:: DIRECTIVES ::
1 > In the forum thread below about men wearing women's tall boots, what brand of boots does Jan1975's son have now?
2 > Copy word for word the stretch of the boots thread below from "If you are referring to synthetic" through "in your shopping.".

:: TEXT SEGMENT ::
┌──

# Guys Wearing Women's Tall Boots?



## Dillonbonner (Jul 23, 2017)

Im a guy and I've been looking for a pair of tall boots to buy but none of the men's boots fit me, they're all too big. What are your opinions on a guy wearing women's tall boots. Would anyone even notice? I mean I can't really tell much of a difference personally. I'm thinking of buying the "Mountain Horse Sovereign Field Boots" (they're ladies). Thoughts?


----------



## horselovinguy (Oct 1, 2013)

Personally, it is the comfort and fit that is most important...
If you are referring to tall boots that are pull-ons I don't think you will see a difference.
If you are referring to a zipper back boot...well, then still do you really care?
This is one style & brand that has many sizing choices...none of these would fit your leg?
_Ariat® Men´s Heritage Contour Field Boot?Tall Height | Dover Saddlery_
The other thing you can do is buy a mans boot and have it altered to fit your leg as long as they are long enough to allow for drop once they are broken in....
Make sure if a womens boot the leg shaft is long enough to allow for that "drop" that is going to take place..
To me, since boots come with zippers or pull-on style but need to "look" the textbook look for "riding boots" I don't think it makes much of a difference.
If you are referring to synthetic boots I don't know if you can find much available.
Dover Saddlery does offer a few choices as do other large tack shops that are real stores or online..
Good luck in your shopping.
:runninghorse2:...
_jmo..._


----------



## Cordillera Cowboy (Jun 6, 2014)

I wasn't aware that there was a difference, other than size?


----------



## Jan1975 (Sep 7, 2015)

My son has always worn women's boots because he's young and men's boots are way too wide in the leg for him. If there are differences in appearance, I sure can't tell.

He has a pair of Tuffriders now...they come in extra slim calf and they aren't $$$. I didn't want to sink a lot of money into his boots when he's still growing.


----------



## Dehda01 (Jul 25, 2013)

If they fit you in the footbed(I would be a bit concerned the a B width would be too narrow) , calf and height- then go for it!!! 

Tall boot styles are fairly unisex, though the current trend in many hunter boots is a slim ankle. That may or may not fit your bone structure. There are certain boots that are too slim for my ankles but I am a tall, but boned woman and like a bit more of the old fashion German style boot.


----------

└──

:: RECORDS SHOWN ::
┌──

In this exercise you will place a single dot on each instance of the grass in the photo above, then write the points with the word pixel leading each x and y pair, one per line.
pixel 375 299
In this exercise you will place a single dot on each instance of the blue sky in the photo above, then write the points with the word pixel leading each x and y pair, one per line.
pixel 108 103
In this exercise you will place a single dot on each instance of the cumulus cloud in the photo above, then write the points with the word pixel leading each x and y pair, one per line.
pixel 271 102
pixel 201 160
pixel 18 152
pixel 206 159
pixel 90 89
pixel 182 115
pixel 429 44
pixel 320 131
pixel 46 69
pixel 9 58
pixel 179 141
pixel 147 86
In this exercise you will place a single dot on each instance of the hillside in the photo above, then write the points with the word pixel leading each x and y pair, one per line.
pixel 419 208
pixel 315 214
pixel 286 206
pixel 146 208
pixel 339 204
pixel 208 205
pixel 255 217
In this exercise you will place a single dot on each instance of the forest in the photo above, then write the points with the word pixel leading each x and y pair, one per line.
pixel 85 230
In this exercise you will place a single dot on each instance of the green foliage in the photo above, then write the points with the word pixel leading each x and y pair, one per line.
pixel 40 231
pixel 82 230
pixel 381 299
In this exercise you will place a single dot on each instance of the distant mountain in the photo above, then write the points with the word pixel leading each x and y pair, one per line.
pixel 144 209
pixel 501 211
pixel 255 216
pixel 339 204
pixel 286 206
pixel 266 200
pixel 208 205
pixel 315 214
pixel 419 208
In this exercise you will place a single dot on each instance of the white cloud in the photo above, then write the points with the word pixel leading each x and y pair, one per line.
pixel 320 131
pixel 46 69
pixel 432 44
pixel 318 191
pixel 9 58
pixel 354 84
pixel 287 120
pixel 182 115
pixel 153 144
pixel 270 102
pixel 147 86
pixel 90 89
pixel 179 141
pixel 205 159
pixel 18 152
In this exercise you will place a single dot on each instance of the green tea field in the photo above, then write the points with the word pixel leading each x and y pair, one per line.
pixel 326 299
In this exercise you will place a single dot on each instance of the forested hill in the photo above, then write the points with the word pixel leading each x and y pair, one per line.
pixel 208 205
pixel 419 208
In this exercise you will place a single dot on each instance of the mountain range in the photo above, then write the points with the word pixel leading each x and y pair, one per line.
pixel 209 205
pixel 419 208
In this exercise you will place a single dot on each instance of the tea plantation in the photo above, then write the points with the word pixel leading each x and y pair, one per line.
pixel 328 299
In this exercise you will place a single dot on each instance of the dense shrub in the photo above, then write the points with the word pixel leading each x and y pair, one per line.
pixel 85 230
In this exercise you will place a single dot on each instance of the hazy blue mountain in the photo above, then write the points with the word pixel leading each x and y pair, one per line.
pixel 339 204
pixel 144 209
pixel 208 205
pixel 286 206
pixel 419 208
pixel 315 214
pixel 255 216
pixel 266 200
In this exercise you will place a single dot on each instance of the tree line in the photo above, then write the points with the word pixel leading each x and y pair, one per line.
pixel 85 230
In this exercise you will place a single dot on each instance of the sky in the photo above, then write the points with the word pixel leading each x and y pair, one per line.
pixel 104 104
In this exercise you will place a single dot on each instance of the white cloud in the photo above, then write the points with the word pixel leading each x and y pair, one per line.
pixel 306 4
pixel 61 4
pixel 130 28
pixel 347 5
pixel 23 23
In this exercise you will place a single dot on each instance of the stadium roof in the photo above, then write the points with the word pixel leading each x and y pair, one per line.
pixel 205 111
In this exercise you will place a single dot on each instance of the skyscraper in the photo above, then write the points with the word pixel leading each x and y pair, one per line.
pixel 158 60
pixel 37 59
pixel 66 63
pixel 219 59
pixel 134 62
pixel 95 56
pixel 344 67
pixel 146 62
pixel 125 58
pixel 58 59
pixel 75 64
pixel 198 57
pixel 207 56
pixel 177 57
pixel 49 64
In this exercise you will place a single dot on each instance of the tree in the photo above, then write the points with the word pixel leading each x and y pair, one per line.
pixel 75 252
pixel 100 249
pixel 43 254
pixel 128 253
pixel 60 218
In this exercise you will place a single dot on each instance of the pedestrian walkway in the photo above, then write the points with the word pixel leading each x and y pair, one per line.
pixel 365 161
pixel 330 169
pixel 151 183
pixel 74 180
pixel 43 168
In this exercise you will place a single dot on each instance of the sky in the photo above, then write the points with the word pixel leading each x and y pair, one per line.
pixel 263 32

└──

:: EXPECTED OUTPUTS ::
1 > Tuffriders

2 >
If you are referring to synthetic boots I don't know if you can find much available.
Dover Saddlery does offer a few choices as do other large tack shops that are real stores or online..
Good luck in your shopping.